=== WORK TO BE COMPLETED ===
Locate each line in the rows below that contains the word "concrete", and copy those lines.

=== WORKING DATA ===
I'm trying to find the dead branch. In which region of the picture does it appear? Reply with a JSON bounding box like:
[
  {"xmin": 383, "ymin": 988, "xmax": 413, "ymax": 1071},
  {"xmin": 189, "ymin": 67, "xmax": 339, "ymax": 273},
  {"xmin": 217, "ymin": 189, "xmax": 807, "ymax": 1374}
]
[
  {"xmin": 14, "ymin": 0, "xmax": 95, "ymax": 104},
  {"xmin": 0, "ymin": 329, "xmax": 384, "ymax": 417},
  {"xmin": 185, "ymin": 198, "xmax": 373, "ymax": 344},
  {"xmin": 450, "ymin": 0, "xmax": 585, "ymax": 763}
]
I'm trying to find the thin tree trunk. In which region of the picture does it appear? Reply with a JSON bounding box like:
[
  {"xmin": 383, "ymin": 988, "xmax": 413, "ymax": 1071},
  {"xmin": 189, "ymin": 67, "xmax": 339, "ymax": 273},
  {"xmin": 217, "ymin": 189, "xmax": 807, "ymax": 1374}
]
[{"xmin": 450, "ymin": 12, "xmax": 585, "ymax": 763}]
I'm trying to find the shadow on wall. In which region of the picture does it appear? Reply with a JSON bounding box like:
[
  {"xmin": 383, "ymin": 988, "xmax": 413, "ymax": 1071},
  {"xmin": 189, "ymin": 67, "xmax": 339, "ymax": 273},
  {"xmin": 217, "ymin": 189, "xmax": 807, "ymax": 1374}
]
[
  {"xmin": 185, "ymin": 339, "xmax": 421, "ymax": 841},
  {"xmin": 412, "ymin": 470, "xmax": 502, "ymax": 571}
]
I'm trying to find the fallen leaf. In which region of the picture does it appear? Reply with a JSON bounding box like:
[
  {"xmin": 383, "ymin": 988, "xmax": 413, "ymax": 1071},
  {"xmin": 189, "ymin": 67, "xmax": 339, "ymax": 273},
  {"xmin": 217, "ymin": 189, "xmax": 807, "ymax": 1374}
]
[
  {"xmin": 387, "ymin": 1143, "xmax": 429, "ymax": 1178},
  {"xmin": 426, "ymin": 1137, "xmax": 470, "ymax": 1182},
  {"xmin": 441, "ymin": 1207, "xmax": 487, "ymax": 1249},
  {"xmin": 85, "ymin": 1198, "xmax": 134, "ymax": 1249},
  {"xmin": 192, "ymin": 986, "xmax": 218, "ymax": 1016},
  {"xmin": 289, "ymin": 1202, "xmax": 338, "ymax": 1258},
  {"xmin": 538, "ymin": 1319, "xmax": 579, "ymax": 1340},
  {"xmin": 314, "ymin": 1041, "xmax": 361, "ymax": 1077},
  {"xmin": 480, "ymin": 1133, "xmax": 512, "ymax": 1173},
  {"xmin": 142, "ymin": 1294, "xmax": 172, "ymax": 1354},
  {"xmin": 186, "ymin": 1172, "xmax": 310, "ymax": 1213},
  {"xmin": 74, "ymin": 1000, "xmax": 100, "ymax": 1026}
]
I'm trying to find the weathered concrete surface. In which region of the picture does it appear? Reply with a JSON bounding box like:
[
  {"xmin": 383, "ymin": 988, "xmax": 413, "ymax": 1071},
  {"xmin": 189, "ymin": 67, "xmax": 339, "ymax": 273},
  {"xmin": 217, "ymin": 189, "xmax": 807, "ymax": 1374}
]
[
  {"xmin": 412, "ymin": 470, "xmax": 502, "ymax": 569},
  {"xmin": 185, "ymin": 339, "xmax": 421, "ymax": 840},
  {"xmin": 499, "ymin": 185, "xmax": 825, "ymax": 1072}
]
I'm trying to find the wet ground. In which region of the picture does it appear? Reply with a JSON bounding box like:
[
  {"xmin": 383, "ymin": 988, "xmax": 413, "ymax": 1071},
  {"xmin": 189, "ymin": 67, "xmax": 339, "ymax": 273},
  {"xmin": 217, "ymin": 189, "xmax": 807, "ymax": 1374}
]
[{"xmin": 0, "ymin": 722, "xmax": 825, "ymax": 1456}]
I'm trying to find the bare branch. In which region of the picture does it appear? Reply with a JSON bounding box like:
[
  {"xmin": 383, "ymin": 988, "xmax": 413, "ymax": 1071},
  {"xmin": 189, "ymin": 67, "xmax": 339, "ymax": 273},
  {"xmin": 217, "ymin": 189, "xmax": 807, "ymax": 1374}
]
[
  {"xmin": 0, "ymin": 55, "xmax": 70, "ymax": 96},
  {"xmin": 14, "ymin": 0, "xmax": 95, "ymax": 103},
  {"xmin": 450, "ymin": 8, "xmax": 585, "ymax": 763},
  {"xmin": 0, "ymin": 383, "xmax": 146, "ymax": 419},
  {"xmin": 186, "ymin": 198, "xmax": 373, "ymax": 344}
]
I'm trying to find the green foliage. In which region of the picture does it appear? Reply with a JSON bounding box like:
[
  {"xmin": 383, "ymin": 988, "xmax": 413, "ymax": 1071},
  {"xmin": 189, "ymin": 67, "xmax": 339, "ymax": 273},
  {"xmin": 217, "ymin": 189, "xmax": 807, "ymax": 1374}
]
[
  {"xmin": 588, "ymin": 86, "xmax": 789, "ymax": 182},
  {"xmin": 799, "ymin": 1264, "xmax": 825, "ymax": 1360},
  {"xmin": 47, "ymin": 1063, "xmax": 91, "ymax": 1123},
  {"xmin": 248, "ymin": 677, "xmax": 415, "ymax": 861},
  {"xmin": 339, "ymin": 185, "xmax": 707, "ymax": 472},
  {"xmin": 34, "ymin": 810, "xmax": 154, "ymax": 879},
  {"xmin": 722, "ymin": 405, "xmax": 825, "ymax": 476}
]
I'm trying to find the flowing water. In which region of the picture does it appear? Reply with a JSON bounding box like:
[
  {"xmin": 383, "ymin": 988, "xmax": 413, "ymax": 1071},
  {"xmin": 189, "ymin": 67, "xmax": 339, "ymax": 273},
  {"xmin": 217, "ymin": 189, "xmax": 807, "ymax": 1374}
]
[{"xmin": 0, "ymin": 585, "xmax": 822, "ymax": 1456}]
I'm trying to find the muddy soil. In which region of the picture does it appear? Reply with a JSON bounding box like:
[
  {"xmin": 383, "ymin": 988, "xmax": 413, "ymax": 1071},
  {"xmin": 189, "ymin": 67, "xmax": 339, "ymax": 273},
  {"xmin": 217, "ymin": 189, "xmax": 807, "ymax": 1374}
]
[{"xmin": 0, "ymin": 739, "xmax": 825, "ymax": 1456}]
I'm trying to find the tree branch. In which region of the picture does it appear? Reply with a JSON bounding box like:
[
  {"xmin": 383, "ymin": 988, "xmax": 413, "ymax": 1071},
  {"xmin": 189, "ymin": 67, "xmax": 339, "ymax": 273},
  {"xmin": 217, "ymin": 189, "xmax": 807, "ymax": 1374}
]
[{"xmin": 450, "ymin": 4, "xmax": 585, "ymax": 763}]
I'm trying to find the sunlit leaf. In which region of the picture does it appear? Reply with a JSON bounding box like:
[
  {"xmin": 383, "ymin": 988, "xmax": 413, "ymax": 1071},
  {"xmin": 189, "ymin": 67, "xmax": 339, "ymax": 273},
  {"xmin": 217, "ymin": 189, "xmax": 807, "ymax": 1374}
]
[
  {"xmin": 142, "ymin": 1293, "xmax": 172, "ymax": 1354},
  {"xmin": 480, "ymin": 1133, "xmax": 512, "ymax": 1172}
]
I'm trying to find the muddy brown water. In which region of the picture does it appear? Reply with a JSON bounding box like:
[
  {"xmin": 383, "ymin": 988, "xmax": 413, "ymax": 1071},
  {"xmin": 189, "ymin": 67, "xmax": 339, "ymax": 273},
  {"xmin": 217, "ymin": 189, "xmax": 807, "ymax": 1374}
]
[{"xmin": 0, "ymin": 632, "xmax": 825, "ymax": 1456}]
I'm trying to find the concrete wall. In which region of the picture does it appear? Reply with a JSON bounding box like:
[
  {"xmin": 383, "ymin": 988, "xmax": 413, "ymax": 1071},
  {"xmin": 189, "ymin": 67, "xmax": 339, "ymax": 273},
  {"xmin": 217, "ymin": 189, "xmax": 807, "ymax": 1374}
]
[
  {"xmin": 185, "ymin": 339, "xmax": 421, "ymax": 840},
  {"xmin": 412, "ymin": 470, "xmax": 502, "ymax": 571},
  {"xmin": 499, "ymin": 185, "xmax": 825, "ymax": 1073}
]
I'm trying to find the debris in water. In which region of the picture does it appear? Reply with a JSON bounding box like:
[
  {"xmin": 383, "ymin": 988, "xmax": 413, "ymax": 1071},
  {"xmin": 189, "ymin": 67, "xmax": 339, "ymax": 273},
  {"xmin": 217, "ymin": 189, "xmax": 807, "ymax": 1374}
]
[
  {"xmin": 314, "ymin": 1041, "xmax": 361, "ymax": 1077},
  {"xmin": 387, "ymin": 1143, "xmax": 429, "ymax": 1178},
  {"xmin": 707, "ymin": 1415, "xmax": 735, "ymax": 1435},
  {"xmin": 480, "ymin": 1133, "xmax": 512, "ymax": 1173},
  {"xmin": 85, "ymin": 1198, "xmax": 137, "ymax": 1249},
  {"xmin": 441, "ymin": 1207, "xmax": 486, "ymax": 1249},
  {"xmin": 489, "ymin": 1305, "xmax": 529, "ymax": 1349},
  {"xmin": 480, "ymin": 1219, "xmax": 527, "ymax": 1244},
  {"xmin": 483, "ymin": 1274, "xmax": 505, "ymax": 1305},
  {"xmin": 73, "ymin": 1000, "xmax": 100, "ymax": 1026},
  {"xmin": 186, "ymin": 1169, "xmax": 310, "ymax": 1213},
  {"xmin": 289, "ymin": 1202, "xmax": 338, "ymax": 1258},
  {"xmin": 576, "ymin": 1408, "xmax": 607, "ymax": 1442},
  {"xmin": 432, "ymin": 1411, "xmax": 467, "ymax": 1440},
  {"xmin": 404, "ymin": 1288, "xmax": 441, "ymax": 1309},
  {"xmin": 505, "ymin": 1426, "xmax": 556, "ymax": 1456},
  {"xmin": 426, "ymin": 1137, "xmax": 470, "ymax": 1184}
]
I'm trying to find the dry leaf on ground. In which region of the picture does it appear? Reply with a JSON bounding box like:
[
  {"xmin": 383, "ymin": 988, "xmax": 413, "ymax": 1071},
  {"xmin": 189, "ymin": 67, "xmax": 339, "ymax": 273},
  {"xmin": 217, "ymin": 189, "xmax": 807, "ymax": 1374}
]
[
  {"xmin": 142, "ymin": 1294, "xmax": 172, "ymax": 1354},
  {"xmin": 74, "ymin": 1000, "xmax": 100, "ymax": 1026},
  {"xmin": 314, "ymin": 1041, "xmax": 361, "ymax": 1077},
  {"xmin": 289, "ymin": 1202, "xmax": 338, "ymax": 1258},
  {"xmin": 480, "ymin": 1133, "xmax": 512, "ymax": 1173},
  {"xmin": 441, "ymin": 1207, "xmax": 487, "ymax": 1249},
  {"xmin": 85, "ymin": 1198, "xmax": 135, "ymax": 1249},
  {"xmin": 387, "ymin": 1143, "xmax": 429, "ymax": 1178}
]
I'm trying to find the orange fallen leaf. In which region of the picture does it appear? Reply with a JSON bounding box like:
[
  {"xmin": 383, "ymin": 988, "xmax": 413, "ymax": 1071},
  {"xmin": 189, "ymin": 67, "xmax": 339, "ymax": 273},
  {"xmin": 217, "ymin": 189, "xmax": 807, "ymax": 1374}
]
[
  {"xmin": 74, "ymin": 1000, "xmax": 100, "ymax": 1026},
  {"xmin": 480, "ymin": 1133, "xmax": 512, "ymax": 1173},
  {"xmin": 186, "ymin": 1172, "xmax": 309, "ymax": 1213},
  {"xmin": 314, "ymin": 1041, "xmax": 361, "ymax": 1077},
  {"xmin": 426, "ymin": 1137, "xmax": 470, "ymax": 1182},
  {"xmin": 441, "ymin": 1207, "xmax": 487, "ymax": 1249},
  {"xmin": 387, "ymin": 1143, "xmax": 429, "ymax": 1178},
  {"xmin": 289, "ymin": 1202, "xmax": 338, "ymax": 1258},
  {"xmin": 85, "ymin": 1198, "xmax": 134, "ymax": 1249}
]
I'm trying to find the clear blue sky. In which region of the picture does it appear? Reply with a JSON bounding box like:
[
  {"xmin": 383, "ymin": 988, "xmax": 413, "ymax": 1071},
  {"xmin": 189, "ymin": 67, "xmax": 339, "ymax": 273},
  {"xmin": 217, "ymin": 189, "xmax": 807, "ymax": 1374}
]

=== RESPONSE TO THIS EXERCISE ===
I'm trying to find the weathered concrete surface. In which region of the picture does it appear? Reply with a JSON bounding box like:
I'm trying to find the concrete wall. In which region of the picture does it appear? Reply with a JSON bounding box like:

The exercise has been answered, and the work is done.